What to produce
Put the lines of the material below, from the line with "Each <instance> block" through the line with "box: [422, 906, 771, 1161]", into a numbered list, leaving out blank lines.

- Opening Delimiter -

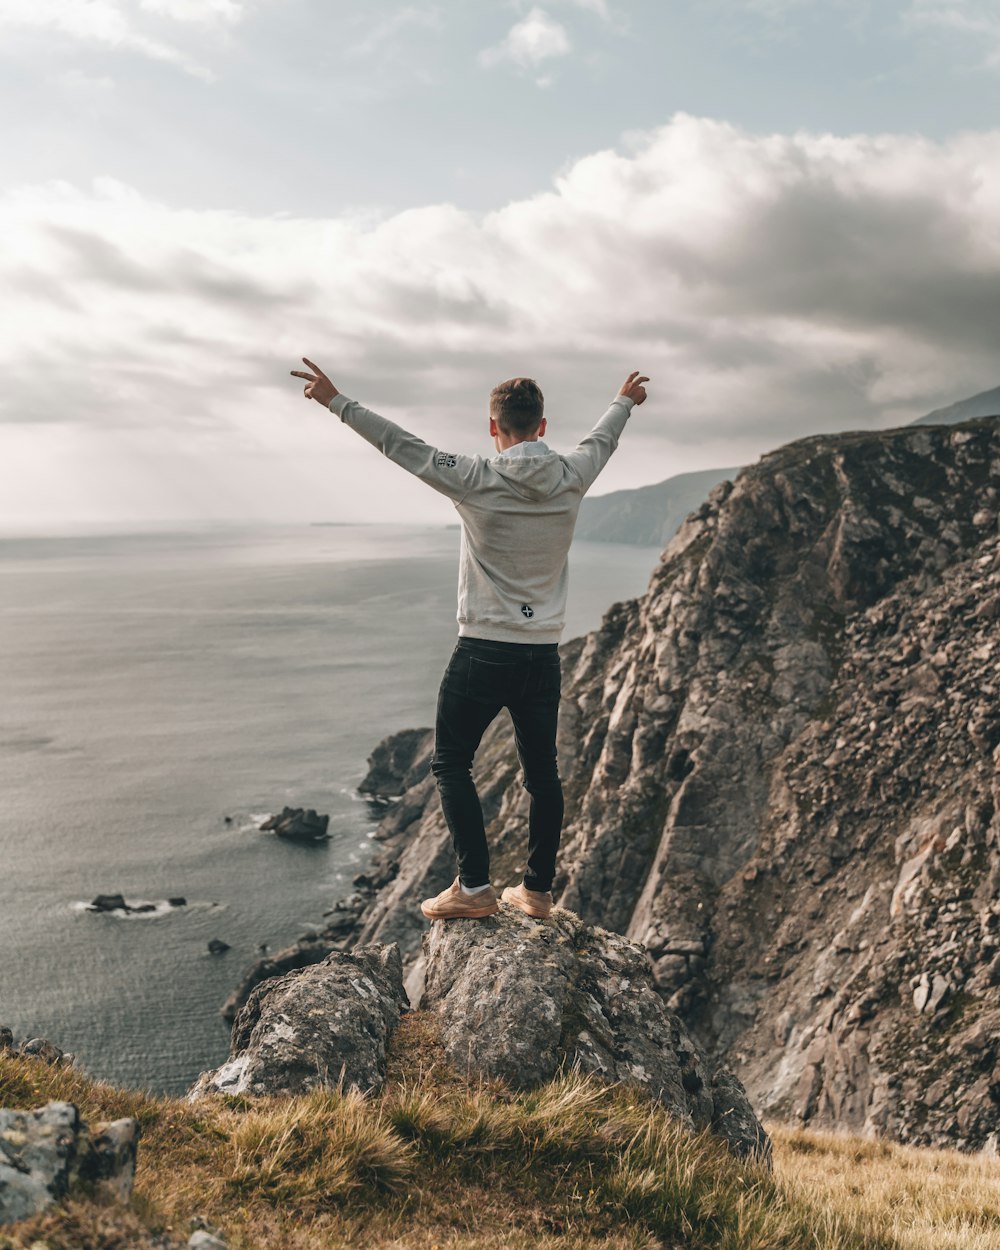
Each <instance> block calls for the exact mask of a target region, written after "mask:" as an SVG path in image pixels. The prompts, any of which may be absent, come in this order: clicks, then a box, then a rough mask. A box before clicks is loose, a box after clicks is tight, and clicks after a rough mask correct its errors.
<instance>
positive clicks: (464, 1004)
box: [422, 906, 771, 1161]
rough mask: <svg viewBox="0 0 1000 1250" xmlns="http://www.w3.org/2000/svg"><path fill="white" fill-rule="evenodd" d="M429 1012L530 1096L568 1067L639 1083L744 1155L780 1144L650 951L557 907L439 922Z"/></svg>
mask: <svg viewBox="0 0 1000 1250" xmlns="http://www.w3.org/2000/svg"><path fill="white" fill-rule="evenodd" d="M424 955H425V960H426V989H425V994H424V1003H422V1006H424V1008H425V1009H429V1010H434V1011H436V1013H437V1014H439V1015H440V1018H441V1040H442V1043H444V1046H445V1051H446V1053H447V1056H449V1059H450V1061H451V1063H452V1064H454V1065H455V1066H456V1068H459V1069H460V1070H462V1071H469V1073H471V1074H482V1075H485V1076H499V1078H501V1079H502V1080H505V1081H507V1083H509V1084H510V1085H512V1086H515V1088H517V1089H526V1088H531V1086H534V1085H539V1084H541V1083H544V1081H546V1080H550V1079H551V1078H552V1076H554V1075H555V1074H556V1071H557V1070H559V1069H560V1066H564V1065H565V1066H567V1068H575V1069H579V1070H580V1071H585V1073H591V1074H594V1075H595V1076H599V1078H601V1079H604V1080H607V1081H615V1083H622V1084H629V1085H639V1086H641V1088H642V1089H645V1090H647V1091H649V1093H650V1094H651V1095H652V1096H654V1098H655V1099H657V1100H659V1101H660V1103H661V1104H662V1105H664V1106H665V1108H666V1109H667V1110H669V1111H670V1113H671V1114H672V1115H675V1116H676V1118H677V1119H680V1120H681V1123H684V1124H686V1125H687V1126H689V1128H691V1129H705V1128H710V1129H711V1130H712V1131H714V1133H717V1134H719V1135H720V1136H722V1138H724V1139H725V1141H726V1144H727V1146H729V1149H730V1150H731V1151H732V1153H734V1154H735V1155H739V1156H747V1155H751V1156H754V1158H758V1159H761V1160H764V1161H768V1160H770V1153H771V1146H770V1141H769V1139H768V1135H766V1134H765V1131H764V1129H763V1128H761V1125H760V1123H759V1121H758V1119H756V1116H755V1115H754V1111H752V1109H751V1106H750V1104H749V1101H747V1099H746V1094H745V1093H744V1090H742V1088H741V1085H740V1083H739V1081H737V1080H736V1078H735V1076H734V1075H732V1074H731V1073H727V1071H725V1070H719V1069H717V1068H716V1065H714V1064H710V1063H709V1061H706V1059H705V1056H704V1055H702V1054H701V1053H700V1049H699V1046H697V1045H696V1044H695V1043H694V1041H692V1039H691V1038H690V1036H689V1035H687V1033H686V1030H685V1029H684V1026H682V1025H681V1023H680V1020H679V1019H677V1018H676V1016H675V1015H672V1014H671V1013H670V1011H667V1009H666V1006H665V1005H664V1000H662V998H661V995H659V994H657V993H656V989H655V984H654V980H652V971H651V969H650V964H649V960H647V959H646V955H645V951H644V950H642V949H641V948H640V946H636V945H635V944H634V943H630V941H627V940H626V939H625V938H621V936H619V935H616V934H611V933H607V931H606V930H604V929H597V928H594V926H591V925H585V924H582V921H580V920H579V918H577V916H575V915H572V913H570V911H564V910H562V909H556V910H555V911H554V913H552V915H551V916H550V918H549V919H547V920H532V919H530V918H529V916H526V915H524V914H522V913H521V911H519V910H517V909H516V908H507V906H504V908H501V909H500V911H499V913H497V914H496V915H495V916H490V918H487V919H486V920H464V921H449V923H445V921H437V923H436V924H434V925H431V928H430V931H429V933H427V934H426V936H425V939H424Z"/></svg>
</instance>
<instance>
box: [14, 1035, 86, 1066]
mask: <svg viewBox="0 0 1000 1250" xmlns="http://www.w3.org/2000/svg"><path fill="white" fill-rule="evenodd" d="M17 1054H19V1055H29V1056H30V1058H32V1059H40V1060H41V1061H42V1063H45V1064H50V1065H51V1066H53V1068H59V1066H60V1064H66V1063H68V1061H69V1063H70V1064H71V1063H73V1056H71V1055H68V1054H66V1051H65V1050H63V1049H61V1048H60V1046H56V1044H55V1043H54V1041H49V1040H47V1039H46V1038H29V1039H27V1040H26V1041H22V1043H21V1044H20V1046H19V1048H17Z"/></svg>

- Closing Delimiter -
- Opening Delimiter -

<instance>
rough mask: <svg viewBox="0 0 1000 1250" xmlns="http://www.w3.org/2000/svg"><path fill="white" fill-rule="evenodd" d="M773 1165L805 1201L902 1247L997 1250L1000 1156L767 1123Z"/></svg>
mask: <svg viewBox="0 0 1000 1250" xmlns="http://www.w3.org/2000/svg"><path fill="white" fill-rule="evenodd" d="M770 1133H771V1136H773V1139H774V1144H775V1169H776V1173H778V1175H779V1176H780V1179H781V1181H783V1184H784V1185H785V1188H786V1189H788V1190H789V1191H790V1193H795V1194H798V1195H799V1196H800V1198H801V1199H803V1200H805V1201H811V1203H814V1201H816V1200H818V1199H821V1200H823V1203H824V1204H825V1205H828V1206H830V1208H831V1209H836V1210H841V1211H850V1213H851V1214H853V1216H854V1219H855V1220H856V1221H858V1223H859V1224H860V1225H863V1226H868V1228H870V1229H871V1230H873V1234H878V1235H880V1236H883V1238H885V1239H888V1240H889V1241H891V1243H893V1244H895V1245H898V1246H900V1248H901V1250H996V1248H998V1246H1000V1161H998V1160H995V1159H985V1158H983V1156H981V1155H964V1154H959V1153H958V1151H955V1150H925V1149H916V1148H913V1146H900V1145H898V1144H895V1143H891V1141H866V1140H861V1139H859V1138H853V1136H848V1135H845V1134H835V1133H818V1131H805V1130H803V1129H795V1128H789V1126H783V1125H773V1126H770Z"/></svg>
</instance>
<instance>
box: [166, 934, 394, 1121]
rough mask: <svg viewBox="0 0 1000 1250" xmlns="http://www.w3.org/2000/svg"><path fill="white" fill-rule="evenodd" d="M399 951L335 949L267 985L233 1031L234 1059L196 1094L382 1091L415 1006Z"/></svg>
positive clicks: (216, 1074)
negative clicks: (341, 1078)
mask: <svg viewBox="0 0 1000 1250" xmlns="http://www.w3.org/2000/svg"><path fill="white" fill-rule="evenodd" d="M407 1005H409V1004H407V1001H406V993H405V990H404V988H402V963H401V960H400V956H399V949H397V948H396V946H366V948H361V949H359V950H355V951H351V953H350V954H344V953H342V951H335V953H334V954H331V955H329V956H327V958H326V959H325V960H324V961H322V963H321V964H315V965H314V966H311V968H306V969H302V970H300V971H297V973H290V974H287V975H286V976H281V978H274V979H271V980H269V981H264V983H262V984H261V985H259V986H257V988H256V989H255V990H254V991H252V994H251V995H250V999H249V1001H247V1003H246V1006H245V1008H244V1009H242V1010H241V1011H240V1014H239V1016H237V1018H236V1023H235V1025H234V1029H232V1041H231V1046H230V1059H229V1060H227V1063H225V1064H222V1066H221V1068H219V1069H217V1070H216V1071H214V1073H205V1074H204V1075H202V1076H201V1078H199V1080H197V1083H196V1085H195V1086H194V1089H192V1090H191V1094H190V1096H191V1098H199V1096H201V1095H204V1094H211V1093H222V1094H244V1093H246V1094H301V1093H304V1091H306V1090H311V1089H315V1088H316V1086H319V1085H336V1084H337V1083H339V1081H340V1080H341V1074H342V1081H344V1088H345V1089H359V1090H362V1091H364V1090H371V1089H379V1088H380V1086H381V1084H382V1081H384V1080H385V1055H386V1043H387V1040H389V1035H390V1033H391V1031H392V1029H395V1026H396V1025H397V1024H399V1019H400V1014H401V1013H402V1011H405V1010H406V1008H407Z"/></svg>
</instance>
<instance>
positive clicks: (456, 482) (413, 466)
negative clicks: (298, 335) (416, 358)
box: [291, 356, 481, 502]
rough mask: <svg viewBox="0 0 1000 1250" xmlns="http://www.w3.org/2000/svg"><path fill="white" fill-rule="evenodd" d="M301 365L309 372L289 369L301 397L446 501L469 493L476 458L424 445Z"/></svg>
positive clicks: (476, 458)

- Closing Delimiter -
- Opening Delimiter -

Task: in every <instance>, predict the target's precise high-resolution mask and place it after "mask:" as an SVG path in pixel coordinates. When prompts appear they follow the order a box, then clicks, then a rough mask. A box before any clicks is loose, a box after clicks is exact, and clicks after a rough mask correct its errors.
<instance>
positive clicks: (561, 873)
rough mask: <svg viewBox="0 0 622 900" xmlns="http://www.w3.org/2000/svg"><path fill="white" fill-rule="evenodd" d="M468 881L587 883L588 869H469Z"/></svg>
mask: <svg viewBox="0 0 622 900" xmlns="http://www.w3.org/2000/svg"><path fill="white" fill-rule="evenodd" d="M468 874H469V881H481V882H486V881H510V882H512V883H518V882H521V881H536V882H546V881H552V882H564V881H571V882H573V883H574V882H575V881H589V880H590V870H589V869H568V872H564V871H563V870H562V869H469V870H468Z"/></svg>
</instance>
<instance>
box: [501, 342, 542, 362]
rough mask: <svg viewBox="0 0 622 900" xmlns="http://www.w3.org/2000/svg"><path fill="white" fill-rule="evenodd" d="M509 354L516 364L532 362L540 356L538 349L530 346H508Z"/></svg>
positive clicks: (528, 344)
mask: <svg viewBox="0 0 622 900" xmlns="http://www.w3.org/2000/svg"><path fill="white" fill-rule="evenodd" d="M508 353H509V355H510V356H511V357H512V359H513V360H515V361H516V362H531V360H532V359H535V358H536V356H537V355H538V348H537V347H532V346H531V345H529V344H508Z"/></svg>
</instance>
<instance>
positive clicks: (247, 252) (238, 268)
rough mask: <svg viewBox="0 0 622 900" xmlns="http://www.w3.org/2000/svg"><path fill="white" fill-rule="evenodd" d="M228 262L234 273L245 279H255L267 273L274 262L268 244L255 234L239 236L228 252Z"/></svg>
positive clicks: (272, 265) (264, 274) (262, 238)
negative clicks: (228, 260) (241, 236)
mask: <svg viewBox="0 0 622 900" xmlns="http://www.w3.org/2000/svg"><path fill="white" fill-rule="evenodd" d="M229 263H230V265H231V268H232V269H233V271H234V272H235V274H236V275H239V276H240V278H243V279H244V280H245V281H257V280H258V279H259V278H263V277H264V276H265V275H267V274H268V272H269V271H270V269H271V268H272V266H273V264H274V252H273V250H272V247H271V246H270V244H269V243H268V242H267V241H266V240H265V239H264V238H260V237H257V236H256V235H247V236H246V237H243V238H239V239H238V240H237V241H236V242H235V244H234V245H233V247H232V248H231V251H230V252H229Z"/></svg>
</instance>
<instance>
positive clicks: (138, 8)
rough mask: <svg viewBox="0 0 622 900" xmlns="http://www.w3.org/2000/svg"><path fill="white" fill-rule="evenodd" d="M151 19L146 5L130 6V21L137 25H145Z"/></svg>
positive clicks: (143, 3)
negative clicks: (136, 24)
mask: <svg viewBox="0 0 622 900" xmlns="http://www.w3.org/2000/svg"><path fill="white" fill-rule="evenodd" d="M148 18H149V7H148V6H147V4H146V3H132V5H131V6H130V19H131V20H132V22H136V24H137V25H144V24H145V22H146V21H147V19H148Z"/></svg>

- Closing Delimiter -

Your solution
1. Each <instance> block calls for the exact mask of a target region, written after "mask:" as an SVG path in image pixels. The prompts, any of which may be absent, come in this order: clicks, then a box, then a rough mask. A box before clicks is loose, a box after clicks is tight, and clicks after a rough mask correct its errors.
2. <instance>
3. positive clicks: (464, 1004)
4. box: [422, 906, 771, 1161]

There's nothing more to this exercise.